Box-labeled dataset extracts:
--

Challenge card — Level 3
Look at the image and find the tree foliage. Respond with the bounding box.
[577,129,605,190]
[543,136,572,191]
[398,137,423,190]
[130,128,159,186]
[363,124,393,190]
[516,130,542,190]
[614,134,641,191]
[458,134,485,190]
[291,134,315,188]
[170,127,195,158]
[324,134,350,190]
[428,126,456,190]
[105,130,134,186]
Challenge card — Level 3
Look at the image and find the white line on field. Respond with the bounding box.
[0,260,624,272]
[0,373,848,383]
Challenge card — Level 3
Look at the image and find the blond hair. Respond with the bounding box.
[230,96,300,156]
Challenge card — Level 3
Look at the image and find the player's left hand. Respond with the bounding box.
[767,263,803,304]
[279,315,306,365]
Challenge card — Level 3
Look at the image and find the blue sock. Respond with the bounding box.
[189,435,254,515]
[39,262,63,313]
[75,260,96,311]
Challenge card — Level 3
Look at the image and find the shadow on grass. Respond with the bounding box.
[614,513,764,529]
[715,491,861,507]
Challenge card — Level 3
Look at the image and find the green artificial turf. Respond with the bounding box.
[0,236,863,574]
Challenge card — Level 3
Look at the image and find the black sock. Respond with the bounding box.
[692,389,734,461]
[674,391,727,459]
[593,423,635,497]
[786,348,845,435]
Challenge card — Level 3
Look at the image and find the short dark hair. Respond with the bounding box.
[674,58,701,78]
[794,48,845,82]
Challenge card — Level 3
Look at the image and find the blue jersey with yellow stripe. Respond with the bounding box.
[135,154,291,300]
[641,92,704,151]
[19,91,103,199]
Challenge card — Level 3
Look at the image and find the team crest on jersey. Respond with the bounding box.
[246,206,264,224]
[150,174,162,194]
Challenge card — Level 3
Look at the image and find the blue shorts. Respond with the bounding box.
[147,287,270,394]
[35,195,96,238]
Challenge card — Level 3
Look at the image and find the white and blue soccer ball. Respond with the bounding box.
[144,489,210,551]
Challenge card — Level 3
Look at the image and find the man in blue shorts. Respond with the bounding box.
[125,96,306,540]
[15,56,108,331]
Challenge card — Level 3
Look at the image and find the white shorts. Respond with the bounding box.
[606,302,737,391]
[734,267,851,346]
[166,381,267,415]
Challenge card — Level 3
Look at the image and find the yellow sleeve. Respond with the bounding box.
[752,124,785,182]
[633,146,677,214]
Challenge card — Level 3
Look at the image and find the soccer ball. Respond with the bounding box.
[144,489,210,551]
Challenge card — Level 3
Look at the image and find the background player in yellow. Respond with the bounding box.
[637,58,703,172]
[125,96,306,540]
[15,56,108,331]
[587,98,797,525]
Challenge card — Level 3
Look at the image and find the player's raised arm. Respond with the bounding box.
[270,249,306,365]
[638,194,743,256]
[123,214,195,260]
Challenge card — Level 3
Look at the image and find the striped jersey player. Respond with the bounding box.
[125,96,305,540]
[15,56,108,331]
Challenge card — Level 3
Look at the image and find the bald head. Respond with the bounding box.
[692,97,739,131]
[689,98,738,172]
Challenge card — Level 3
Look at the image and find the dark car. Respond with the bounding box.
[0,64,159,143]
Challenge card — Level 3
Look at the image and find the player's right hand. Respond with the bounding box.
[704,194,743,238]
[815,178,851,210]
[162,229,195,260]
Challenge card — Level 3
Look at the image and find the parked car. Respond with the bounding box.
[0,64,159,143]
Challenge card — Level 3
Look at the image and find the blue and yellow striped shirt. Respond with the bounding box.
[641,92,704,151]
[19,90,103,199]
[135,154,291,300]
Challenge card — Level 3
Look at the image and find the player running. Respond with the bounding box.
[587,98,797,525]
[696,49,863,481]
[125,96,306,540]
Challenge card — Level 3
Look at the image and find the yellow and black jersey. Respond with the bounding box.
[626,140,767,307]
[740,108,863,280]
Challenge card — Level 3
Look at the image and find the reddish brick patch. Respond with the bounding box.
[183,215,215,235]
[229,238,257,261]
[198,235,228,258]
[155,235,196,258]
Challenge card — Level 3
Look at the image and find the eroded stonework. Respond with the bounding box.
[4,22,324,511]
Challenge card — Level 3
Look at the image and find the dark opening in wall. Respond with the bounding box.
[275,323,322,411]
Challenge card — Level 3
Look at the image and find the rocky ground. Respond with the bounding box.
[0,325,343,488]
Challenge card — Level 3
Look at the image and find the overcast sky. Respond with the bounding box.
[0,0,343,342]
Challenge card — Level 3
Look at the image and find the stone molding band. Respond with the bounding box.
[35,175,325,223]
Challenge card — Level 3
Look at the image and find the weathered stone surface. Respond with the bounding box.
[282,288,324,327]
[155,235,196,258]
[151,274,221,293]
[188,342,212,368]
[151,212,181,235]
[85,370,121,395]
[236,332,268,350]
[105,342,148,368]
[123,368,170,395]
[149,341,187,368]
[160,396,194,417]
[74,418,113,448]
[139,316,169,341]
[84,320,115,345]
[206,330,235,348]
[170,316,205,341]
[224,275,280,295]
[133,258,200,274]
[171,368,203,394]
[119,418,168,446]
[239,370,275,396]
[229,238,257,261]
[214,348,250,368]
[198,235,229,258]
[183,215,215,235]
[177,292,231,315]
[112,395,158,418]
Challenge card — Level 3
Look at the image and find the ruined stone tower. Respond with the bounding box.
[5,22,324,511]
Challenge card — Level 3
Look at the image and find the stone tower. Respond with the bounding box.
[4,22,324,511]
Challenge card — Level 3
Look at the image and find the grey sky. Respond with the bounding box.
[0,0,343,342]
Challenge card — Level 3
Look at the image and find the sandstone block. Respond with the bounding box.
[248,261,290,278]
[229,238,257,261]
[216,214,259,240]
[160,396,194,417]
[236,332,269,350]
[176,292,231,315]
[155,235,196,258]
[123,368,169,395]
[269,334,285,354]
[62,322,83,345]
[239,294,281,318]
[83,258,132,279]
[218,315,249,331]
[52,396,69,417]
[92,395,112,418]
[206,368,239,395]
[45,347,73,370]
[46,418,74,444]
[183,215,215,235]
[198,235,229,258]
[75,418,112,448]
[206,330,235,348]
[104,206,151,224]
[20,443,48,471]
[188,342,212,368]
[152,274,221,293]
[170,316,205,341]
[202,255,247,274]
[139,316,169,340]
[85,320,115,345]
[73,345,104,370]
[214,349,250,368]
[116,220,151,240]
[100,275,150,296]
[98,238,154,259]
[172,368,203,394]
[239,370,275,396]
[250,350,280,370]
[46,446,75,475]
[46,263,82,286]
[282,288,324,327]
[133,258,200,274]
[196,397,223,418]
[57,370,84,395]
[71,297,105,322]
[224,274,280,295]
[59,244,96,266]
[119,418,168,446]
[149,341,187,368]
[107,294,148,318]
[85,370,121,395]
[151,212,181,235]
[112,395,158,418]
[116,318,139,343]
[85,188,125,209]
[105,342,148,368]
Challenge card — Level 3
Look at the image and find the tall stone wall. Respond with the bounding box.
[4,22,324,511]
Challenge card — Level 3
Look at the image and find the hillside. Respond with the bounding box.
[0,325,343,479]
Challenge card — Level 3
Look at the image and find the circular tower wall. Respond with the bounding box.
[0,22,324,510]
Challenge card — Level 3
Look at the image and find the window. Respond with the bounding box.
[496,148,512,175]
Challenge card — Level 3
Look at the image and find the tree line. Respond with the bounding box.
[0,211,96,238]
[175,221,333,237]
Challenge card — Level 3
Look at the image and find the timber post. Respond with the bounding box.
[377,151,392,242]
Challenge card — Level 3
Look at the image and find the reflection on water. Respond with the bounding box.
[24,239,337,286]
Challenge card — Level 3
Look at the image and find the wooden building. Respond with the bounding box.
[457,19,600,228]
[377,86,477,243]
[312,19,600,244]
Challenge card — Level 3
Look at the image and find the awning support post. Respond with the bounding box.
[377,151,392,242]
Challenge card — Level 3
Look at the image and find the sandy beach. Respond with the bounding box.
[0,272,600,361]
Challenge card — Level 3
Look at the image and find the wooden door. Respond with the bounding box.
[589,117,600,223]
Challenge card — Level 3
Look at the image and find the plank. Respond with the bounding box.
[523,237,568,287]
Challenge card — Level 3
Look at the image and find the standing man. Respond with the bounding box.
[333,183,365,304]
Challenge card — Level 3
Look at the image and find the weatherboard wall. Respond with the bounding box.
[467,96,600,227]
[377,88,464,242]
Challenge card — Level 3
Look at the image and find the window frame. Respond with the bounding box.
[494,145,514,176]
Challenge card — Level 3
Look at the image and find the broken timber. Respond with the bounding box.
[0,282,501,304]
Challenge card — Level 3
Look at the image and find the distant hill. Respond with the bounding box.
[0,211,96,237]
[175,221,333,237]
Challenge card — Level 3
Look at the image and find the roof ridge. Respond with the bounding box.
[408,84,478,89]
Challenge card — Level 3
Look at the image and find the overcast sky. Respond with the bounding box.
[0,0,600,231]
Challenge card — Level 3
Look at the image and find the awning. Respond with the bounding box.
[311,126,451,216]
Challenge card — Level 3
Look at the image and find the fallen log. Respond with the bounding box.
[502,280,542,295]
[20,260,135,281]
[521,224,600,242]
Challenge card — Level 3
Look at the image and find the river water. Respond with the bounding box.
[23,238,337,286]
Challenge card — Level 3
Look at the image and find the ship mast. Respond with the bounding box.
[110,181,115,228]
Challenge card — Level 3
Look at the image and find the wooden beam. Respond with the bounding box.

--

* PROBLEM STATEMENT
Change "Respond" to "Reply" in the records, starting at the beginning and ending at the line containing "[19,91,103,199]". Reproduce those lines with nothing else altered.

* ANSWER TO THIS PROBLEM
Challenge card — Level 3
Look at the image and find the tree foliage. Reply with the bounding box.
[577,129,605,190]
[543,136,572,191]
[398,137,423,190]
[130,128,159,186]
[363,124,393,190]
[516,130,542,190]
[614,134,641,191]
[458,134,485,190]
[291,134,315,188]
[170,127,195,158]
[324,134,350,190]
[428,126,456,190]
[105,130,134,186]
Challenge card — Level 3
Look at the image and find the white line on field. Reply with the bounding box.
[0,260,624,272]
[0,373,848,383]
Challenge card — Level 3
Look at the image and find the blond hair. Reply with the bounding box.
[230,96,300,156]
Challenge card — Level 3
Look at the image and find the player's left hand. Reply with the bounding box.
[767,263,803,304]
[279,315,306,365]
Challenge card — Level 3
Look at the image and find the blue sock. Reply with the bounding box.
[189,435,254,515]
[39,262,63,313]
[75,260,96,311]
Challenge card — Level 3
Look at the image and find the shadow on grass. Reply with the bounding box.
[614,513,764,529]
[715,491,861,507]
Challenge card — Level 3
Look at the image and find the green artificial turf. Reply with the bounding box.
[0,236,863,574]
Challenge card — Level 3
Look at the image and find the black sock. Reply with the bounding box.
[692,389,734,461]
[674,391,727,459]
[593,423,635,497]
[786,348,845,435]
Challenge card — Level 3
Look at the image and find the short dark hair. Reply with the bounding box.
[674,58,701,78]
[794,48,845,82]
Challenge card — Level 3
Look at the image and find the blue jersey with yellow stripe. Reply with the bounding box.
[135,154,291,300]
[641,92,704,151]
[19,91,103,199]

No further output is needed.